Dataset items
** start **

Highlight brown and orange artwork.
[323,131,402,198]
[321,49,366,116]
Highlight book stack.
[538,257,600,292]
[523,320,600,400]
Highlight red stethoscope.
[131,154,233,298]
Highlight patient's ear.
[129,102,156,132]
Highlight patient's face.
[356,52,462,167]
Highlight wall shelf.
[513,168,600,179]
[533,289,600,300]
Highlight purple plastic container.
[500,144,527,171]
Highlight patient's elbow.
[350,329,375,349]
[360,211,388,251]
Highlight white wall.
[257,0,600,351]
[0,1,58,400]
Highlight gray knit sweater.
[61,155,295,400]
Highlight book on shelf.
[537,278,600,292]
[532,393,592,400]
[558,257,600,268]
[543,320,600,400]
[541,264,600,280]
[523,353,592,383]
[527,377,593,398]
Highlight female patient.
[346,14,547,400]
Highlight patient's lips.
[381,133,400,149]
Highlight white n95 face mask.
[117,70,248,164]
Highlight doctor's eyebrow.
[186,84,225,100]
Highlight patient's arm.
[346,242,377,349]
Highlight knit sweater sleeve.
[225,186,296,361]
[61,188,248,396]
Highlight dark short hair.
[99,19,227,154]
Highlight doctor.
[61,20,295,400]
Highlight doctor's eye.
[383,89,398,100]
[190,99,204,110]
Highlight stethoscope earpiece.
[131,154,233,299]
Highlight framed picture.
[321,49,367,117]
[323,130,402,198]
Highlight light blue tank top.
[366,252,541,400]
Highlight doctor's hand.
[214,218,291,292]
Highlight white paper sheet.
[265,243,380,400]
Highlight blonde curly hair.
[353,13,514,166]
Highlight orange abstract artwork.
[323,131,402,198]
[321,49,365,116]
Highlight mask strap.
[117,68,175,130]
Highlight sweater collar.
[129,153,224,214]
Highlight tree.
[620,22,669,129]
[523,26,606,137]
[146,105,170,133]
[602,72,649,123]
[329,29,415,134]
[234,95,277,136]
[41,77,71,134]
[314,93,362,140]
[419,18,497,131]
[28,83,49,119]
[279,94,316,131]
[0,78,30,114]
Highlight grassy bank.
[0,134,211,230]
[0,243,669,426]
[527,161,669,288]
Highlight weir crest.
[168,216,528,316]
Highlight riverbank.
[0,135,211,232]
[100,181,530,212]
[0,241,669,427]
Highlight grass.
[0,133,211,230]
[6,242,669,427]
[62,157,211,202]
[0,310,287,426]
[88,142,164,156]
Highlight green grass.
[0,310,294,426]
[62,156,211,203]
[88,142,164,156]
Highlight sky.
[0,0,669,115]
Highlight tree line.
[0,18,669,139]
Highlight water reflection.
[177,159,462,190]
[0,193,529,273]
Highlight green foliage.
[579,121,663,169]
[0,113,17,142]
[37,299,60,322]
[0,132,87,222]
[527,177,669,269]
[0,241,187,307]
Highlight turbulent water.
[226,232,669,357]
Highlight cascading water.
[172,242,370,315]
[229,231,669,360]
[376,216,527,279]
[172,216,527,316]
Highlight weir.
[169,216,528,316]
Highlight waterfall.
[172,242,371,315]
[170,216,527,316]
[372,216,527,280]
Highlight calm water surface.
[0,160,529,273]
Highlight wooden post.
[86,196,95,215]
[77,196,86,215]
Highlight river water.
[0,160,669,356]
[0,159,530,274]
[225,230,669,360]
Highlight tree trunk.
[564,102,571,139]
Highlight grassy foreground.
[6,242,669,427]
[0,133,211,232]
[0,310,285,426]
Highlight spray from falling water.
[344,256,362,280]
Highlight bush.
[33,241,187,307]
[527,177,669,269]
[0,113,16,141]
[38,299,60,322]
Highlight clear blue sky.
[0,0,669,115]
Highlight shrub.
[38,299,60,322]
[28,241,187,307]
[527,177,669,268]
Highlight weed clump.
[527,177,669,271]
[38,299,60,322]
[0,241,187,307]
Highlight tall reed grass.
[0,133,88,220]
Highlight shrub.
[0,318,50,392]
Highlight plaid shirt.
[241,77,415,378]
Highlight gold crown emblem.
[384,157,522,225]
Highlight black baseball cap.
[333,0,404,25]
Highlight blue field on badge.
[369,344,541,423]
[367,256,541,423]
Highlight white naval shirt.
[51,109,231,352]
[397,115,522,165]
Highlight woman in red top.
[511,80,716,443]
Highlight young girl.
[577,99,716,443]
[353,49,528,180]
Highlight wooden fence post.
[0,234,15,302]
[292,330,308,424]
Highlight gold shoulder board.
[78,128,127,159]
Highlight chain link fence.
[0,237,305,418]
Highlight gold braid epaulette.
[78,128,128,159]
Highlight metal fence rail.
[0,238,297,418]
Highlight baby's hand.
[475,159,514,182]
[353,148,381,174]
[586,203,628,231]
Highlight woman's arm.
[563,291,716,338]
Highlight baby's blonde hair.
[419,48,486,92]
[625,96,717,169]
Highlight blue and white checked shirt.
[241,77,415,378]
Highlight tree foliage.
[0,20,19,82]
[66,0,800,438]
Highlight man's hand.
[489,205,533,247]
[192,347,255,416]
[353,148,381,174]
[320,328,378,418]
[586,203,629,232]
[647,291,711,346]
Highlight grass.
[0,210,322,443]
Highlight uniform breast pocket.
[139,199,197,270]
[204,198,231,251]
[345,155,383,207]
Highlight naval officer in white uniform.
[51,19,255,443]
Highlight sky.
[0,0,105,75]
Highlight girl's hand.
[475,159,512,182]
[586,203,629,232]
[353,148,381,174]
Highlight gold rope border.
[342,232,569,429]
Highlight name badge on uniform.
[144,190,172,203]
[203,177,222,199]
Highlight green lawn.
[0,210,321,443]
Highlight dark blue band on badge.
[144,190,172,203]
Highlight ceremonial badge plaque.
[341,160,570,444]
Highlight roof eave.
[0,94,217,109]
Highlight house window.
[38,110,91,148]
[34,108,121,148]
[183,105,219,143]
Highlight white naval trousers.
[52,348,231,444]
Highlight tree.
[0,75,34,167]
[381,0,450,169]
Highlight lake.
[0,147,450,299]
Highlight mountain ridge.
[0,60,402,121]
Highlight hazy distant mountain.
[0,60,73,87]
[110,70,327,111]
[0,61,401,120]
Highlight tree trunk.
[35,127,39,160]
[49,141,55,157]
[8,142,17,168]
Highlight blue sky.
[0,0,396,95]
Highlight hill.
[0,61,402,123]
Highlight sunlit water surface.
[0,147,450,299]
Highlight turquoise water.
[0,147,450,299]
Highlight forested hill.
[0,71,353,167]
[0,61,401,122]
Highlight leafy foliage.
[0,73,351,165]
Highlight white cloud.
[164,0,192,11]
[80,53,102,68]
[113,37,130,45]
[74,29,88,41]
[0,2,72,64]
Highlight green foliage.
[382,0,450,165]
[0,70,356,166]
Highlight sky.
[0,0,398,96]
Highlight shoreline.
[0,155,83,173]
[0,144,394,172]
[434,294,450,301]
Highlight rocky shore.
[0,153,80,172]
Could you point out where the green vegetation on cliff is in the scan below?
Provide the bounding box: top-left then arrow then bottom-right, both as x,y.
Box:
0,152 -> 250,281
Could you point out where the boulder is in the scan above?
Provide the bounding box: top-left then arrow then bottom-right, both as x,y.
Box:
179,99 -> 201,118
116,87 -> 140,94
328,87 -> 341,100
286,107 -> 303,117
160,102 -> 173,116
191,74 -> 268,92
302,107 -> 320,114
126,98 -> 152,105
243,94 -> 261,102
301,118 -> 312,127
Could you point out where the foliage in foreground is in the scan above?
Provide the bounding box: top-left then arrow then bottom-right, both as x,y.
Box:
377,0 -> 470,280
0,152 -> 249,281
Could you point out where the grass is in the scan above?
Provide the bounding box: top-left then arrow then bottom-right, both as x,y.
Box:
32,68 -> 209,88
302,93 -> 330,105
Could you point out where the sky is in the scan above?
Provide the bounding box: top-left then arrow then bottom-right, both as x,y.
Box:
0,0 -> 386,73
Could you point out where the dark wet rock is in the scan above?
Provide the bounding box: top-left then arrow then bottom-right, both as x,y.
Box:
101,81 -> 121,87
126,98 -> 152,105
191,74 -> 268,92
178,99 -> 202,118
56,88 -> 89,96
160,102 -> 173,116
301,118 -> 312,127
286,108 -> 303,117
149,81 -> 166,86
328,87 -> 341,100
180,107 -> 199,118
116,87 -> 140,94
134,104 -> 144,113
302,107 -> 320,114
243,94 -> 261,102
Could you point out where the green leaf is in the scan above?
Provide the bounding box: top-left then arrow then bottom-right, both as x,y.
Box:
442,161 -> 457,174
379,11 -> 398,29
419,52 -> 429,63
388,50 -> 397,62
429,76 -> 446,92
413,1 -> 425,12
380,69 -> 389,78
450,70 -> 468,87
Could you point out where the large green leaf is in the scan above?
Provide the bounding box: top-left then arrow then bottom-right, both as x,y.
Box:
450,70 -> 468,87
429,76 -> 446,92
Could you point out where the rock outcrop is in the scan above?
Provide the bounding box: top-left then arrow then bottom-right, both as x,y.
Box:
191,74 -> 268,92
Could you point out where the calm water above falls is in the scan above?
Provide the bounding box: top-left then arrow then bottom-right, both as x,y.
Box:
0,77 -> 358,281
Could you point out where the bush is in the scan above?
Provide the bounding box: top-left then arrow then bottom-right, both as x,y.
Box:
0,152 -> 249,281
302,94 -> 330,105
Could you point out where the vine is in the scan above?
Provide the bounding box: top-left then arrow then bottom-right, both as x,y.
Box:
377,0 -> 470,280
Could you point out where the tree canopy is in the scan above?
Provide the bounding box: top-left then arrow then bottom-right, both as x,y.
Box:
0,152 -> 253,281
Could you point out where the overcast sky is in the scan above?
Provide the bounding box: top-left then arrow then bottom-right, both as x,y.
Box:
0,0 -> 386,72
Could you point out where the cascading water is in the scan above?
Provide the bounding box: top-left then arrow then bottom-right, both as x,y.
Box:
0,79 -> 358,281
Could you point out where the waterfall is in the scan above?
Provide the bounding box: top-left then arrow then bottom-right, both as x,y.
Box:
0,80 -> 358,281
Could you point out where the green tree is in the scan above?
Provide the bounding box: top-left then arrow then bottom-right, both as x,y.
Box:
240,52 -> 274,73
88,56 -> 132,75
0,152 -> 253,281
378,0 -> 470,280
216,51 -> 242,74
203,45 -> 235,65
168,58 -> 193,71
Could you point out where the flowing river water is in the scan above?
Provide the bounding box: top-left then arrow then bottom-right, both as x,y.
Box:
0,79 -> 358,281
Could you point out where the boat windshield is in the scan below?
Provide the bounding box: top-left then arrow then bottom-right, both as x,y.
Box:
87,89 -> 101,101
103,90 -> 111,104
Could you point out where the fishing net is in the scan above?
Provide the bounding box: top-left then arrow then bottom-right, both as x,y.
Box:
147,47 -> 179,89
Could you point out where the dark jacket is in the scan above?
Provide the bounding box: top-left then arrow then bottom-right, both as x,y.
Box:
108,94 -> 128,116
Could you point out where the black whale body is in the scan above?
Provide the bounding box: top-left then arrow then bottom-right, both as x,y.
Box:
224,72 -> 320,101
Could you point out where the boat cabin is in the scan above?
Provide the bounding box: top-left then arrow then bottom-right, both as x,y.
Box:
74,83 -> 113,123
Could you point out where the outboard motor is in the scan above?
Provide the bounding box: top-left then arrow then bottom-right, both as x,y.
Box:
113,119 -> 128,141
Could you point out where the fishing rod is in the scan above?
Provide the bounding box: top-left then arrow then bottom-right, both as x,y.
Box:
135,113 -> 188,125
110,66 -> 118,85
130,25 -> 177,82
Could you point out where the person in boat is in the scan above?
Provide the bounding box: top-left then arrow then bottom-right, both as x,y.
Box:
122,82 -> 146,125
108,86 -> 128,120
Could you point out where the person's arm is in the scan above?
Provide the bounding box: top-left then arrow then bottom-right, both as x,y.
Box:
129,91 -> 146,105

** end **

PROBLEM TO WORK ON |
Copy the listing word for word, from its first line through the line containing "[61,155,295,400]", with that line included.

SOLUTION TO THE EXERCISE |
Highlight brown and orange artwork.
[323,131,402,198]
[321,49,366,116]
Highlight book stack.
[538,257,600,292]
[523,320,600,400]
Highlight red stethoscope.
[131,154,233,298]
Highlight patient's ear.
[129,102,156,132]
Highlight patient's face.
[356,52,462,167]
Highlight wall shelf.
[513,168,600,179]
[533,289,600,300]
Highlight purple plastic container.
[500,144,527,171]
Highlight patient's elbow.
[350,329,375,349]
[360,211,388,251]
Highlight white wall.
[257,0,600,351]
[0,1,58,400]
Highlight gray knit sweater.
[61,155,295,400]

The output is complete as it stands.